Copy the records exactly, every one of them.
------------------------------------------------
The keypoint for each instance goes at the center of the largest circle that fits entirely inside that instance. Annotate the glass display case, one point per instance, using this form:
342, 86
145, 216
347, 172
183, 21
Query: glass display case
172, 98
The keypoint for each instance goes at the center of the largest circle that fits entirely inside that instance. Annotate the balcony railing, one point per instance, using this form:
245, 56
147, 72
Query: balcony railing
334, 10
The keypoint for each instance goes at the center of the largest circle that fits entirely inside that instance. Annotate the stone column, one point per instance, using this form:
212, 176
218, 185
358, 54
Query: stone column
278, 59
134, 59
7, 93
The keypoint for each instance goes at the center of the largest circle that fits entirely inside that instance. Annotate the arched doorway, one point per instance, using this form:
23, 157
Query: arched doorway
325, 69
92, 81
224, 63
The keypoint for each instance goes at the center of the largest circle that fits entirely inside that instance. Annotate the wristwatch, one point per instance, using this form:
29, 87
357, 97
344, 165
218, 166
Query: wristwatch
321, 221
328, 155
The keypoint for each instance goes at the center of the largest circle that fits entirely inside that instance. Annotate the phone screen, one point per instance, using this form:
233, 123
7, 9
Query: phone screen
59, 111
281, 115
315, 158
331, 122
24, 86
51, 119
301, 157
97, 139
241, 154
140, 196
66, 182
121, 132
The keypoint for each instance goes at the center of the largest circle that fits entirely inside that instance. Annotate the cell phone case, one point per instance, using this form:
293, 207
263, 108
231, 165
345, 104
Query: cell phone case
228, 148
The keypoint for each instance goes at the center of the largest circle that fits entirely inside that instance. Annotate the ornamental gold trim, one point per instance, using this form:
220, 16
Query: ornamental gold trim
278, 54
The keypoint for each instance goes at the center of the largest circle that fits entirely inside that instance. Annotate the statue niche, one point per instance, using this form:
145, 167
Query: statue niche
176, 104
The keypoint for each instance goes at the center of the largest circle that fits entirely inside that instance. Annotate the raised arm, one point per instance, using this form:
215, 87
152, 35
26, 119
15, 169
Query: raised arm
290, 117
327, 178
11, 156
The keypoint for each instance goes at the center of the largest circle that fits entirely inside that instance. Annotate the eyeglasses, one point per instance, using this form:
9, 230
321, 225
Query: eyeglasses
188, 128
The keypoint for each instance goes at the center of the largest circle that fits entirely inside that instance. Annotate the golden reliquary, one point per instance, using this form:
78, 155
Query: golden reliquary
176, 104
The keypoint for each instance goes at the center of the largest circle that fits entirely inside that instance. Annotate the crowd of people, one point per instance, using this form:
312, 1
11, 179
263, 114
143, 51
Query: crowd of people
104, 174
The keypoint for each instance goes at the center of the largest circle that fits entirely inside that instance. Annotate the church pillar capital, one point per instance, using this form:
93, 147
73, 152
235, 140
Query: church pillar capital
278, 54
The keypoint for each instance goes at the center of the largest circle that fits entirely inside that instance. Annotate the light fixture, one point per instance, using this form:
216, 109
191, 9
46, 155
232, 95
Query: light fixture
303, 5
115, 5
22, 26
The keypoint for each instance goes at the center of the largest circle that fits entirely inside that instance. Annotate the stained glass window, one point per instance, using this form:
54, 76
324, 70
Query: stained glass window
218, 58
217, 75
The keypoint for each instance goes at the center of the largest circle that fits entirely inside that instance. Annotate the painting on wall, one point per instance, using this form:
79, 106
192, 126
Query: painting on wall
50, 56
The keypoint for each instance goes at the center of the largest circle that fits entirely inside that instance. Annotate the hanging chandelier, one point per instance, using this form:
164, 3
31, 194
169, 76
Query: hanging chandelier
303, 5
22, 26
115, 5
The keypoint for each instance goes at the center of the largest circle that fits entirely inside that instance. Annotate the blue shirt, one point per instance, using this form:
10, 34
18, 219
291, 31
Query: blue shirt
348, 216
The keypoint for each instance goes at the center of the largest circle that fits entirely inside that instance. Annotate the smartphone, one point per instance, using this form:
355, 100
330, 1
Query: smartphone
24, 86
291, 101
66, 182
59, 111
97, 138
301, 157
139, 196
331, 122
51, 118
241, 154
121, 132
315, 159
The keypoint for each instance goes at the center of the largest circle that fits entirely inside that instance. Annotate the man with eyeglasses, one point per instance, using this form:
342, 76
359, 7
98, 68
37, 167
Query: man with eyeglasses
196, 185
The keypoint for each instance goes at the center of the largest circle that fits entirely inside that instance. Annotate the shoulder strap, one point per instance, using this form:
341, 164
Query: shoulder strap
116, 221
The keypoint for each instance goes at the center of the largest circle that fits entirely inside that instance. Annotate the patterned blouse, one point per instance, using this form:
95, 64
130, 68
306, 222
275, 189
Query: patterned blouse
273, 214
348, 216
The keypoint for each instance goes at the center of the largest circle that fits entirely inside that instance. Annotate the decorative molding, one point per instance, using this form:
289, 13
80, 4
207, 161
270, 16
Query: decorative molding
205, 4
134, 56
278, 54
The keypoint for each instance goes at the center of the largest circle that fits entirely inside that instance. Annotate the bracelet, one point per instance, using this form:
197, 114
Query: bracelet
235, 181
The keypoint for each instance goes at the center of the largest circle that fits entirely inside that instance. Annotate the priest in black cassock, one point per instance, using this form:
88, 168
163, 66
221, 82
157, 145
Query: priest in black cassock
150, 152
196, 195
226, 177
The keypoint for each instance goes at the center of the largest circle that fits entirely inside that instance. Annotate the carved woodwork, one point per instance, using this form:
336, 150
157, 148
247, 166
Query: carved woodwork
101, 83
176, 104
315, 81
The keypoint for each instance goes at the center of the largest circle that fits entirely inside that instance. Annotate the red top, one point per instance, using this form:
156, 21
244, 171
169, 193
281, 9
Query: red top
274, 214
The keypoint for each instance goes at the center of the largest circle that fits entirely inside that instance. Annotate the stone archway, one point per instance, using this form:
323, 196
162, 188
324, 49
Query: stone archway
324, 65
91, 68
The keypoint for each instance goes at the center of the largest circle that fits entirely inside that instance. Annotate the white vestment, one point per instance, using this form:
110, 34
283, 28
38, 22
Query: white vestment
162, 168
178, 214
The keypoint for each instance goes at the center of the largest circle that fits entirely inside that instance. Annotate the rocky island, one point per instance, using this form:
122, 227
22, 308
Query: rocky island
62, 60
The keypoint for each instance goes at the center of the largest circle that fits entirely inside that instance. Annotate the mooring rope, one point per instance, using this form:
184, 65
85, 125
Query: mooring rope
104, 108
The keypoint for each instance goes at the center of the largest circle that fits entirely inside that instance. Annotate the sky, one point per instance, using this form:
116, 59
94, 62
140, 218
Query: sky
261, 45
------------------------------------------------
REPLY:
The keypoint for each instance goes at the center of the largest circle that fits entirely inside that instance. Annotate the glass display case, one point per instance, using this form:
342, 86
145, 216
347, 172
183, 21
Query: glass display case
172, 98
The keypoint for each instance goes at the center of the largest circle that fits entirely inside that instance. Annotate the balcony railing, one point per instance, using this form:
245, 56
147, 72
Query: balcony railing
334, 10
The keypoint for each instance goes at the center of the largest circle that fits entirely inside that instance. Annotate the stone column, one point per instance, using this form:
212, 176
218, 185
358, 54
Query: stone column
278, 59
134, 59
7, 93
The keypoint for each instance goes at the center of the largest circle that fits entirely inside that instance. Annotate the arched doorway, one point per instance, using this form:
23, 157
Query: arched doorway
325, 69
92, 81
224, 63
The keypoint for each instance goes at the center of the largest circle that fits entirely inside that instance. Annotate the wristwatch, one point per instance, using this form:
29, 87
357, 97
344, 165
218, 166
Query: wristwatch
321, 221
328, 155
The keypoint for each instance goes at the center of the largest circle that fits entirely inside that instance. Annotate the phone screen, one point per instance, using this form:
233, 123
7, 9
Query: phone screen
59, 111
281, 115
315, 158
331, 122
24, 86
51, 119
301, 157
97, 139
241, 154
140, 196
66, 182
121, 132
The keypoint for each instance goes at the center of the largest circle that fits entirely inside that instance. Annotate the cell phone case, one point per instance, using this form:
293, 207
263, 108
231, 165
345, 104
Query: cell phone case
228, 148
The keypoint for each instance goes at the center of the largest circle that fits entirely inside that instance. Annotate the ornamental gold trim, one point per instance, using this form:
220, 16
Query: ornamental gold trim
278, 54
The keypoint for each instance goes at the center of the largest circle that fits entirely inside that instance. Annotate the statue niche, one point per instance, using this form:
145, 167
Query: statue niche
176, 104
The keypoint for each instance goes at the center of the largest circle that fits entirely inside that instance. Annotate the raised arm, one point per instance, using this form:
215, 87
152, 35
26, 119
15, 169
Query: raised arm
290, 117
327, 178
11, 156
The keypoint for each instance goes at the center of the largest circle that fits entirely inside that instance. Annotate the eyeglasses, one point per instance, using this form:
9, 230
321, 225
Query: eyeglasses
188, 128
The keypoint for each instance goes at the center of the largest circle that fits entirely inside that instance. Annotate the golden reliquary, one point per instance, using this form:
78, 155
Query: golden reliquary
176, 104
The keypoint for each instance goes at the center of the largest circle that fits entirely inside that instance. Annotate the crowd of people, one point per instance, using this form:
312, 1
11, 179
263, 114
143, 51
Query: crowd of people
104, 174
The keypoint for each instance goes at the center of the largest circle that fits entirely inside that instance. Annotate the church pillar capital, one point per instance, using this form:
93, 147
73, 152
235, 140
Query: church pillar capital
278, 54
The keypoint for each instance goes at the center of the largest circle that fits entirely inside that instance. Annotate the light fixture, one point per instance, using this form:
216, 109
191, 9
46, 155
232, 95
Query: light fixture
303, 5
115, 5
22, 26
The keypoint for each instance goes at the center of the largest circle that fits entirely inside that instance. Annotate the stained glass window, one point per instance, using this form:
54, 76
324, 70
Query: stained glass window
218, 58
217, 75
The keypoint for each instance goes at the center of the largest circle that fits entirely inside that instance. Annotate the painting on wall, one point per instance, using this form:
79, 106
192, 126
Query: painting on wall
50, 56
The keypoint for each instance goes at the center of the largest circle that fits entirely inside that instance. Annotate the hanging chandelier, one point per instance, using this form:
164, 3
31, 194
169, 76
Query: hanging chandelier
303, 5
22, 26
115, 5
The keypoint for each instance goes at the center of the largest circle that fits entirely inside that instance. Annotate the blue shirt, one point per instance, using this form:
10, 34
18, 219
291, 31
Query: blue shirt
348, 216
The keypoint for each instance goes at the center of the largest circle that fits entirely inside that instance. Annotate the smartphone, one point per instance, using this form:
355, 100
330, 1
Query: smartphone
24, 86
291, 101
66, 182
59, 111
97, 138
301, 157
139, 196
331, 122
51, 118
241, 154
121, 132
315, 159
The keypoint for each instance goes at the center of the largest circle that fits entirely inside that instance. Annotate the man with eyeglasses, one point per instance, using this form:
342, 76
359, 7
98, 68
37, 167
Query: man with eyeglasses
196, 185
The keypoint for each instance goes at the center of the largest circle that fits entirely inside that instance. Annotate the shoulder strap, one point per instance, using this form:
341, 164
Query: shoulder strap
116, 221
The keypoint for each instance goes at the center of the largest circle that fits entirely inside that instance. Annotate the patterned blouse, one point per instance, using this form:
95, 64
130, 68
306, 222
275, 189
Query: patterned blouse
273, 214
348, 216
The keypoint for each instance goes at the center of the largest circle that fits entirely inside that instance. Annotate the decorative molding, one point per instance, using this form:
289, 13
80, 4
207, 161
270, 16
Query: decorative molding
205, 4
134, 56
278, 54
The keypoint for each instance goes at the center of the largest circle that fits entirely inside that instance. Annotate the bracelet, one point per instance, using this form:
197, 114
Query: bracelet
235, 181
The keypoint for each instance goes at the center of the largest circle that fits entirely inside that instance. Annotate the priest in black cassock, one point per instance, using this form:
88, 168
163, 66
221, 82
157, 145
Query: priest in black cassock
150, 152
196, 195
226, 177
The keypoint for each instance goes at the center of the largest circle that fits entirely inside that instance. Annotate the carved woodwork, one point per instance, using this form:
336, 150
157, 148
247, 166
Query: carved woodwork
101, 83
176, 104
315, 81
The keypoint for each instance goes at the center of the largest circle that fits entirely inside that instance. Annotate the red top, one point per instance, using this form:
156, 21
244, 171
169, 193
281, 9
Query: red top
274, 214
The keypoint for each instance goes at the center of the largest circle that fits entirely inside that instance. Annotate the stone archway, one point per instance, using this form:
323, 196
162, 188
324, 49
Query: stone archway
324, 65
91, 68
The keypoint for each instance goes at the center of the largest circle that fits entirely inside that instance. Annotate the white vestment, one point per instance, using this form:
110, 34
283, 28
38, 22
Query: white vestment
162, 168
178, 214
The keypoint for each instance goes at the center of the largest circle that fits entirely inside that instance. Annotate the rocky island, one point per instance, using this form:
122, 227
22, 308
Query: rocky island
62, 60
The keypoint for each instance goes at the center of the largest circle that fits entirely inside that instance. Annotate the mooring rope, one point per instance, using this form:
184, 65
85, 125
Query: mooring rope
104, 108
The keypoint for each instance goes at the center of the largest circle that fits entirely inside that instance. Annotate the sky, one point per instance, using this form:
116, 59
94, 62
140, 218
Query: sky
261, 45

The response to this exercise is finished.